Quoted text |
────

Sunday, March 25, 2012

Bluffing cows

2010 was a good learning year for me. Like I’ve said before, Clayton was working nights, so during the week the brunt of responsibility for feeding the cows fell to me. I had some fun experiences and definitely grew in my skills and courage. I tagged 5 or 6 calves on my own, and each time was such a rush. Good times.

Enter 2011. I was pregnant (hooray!). Hence, I was somewhat limited in the things I could do to help with chores. I still carried water jugs when the horses’ water was frozen over, and fed the horses every morning, but I’d been doing that since before pregnancy and my body was used to it. Lifting 75lb hay bales, however, well, I don’t think my doctor would have approved. And Clayton and Joel wouldn’t have let me if I tried. My job was pretty intense: driving the truck. Yep, that’s right. I would back the truck up to the haystack, park it, and then . . . sit there while Clayton loads the hay. After the hay was loaded, I’d drive to the cow field and drive around while Clayton unloaded the hay. That is my normal job, even when I’m not pregnant, so I guess there’s no big change there. Let me tell you though, bumping around in the truck driving through the field when you’re 8 months pregnant feels a whole lot different than bumping around the truck when you’re not. It’s a wonder that my child wasn’t born with Shaken Baby Syndrome. Just kidding. I did crawl under a few barb wire fences, chasing calves, and I also assisted with three calf pullings. In fact, Clayton and Joel and some other family comedians would joke that when I went into labor, they would pull out the calf puller and chains and pull my baby out right there in the squeeze chute. When they made these hilarious jokes, I’d pretend to laugh, and then turn away so that they couldn’t see my entire body shudder. I definitely have some new-found sympathy for cows in labor, and especially for cows whose calf had to be pulled out.

────

Provided material |
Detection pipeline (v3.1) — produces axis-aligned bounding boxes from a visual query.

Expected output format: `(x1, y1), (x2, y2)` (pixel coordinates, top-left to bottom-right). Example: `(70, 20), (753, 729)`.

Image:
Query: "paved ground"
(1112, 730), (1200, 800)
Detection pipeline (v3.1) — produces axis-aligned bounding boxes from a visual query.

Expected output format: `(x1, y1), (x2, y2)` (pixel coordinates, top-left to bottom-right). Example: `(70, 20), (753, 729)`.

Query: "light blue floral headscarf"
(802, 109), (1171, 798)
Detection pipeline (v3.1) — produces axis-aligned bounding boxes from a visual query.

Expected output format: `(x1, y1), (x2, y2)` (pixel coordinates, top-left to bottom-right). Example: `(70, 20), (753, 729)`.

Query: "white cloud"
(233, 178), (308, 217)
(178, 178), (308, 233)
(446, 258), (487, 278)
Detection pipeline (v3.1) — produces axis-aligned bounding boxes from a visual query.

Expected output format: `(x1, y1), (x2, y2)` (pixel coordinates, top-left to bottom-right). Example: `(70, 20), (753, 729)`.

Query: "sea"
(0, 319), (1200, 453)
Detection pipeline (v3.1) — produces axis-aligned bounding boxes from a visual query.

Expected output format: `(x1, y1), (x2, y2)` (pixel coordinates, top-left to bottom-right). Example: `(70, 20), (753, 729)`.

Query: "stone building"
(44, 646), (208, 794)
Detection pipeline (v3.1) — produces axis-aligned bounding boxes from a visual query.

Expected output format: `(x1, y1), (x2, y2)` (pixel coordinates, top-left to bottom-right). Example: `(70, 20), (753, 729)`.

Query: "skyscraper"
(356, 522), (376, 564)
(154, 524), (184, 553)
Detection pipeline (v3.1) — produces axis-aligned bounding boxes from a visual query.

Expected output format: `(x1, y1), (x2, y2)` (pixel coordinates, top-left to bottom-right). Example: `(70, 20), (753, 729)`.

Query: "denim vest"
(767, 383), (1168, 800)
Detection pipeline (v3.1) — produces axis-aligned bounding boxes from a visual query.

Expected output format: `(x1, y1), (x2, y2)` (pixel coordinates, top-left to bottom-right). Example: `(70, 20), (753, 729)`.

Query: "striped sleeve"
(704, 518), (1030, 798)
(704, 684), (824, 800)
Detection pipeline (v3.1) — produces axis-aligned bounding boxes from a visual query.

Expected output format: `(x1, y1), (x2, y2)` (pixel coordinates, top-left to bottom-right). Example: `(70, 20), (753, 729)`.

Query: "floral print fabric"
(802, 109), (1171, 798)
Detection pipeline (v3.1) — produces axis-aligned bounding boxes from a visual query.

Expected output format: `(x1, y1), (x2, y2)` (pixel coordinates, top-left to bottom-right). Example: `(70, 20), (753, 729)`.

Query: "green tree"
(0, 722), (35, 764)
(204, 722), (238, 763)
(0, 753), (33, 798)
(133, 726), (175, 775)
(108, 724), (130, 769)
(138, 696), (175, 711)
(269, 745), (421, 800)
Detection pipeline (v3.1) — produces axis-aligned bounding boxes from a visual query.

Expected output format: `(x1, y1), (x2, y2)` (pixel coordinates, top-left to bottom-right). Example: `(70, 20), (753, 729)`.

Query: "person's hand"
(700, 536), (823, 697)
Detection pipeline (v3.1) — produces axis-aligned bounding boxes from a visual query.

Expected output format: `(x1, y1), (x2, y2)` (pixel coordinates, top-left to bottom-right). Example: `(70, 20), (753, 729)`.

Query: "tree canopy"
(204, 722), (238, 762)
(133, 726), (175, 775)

────

Task brief | Pull out the stretch of the ranch blog post from "Sunday, March 25, 2012" through "rush. Good times.", word for word. The records are separate material and have nothing to do with the ranch blog post.

Written response |
Sunday, March 25, 2012

Bluffing cows

2010 was a good learning year for me. Like I’ve said before, Clayton was working nights, so during the week the brunt of responsibility for feeding the cows fell to me. I had some fun experiences and definitely grew in my skills and courage. I tagged 5 or 6 calves on my own, and each time was such a rush. Good times.